• [Written task]
Copy every line of the data below, wording included, and multiply each point coordinate in the answers by 0.75, rounding to whole numbers with halves rounded up. Leave the pictures out of your copy.

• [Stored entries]
════════

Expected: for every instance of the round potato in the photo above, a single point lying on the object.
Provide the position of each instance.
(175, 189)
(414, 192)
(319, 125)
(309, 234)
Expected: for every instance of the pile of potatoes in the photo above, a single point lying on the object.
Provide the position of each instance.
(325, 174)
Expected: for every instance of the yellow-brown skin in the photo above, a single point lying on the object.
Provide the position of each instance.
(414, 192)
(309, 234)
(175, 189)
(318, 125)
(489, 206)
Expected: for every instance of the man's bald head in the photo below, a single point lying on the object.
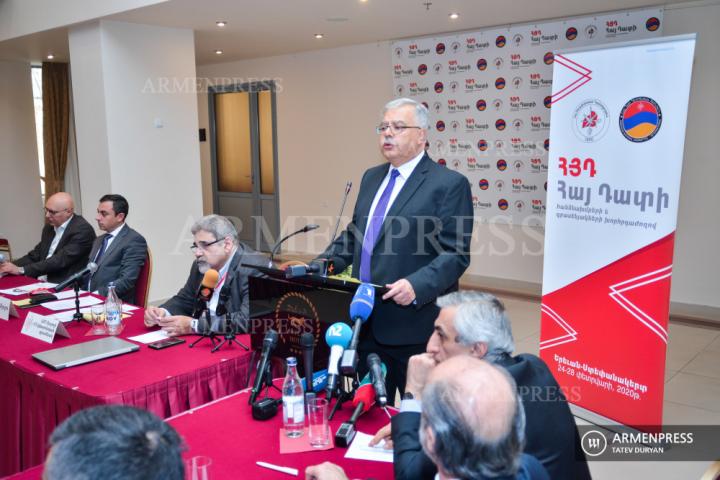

════════

• [Answer to this task]
Expected: for every instance of the round potato in the photo above, a single point lying on the object.
Provide the position of each instance.
(131, 142)
(311, 144)
(239, 94)
(232, 176)
Expected: for every instance of the pile of potatoes in the photo above, a single point lying on the object.
Provide the position of each instance.
(244, 131)
Expected: for every instance of the yellow-brown skin in the photo above, a single point lying on the object.
Provide the position of each instance.
(311, 144)
(232, 176)
(131, 142)
(239, 94)
(367, 155)
Expected: for every instance of the man's bald head in the photo below, a single point lying on the object.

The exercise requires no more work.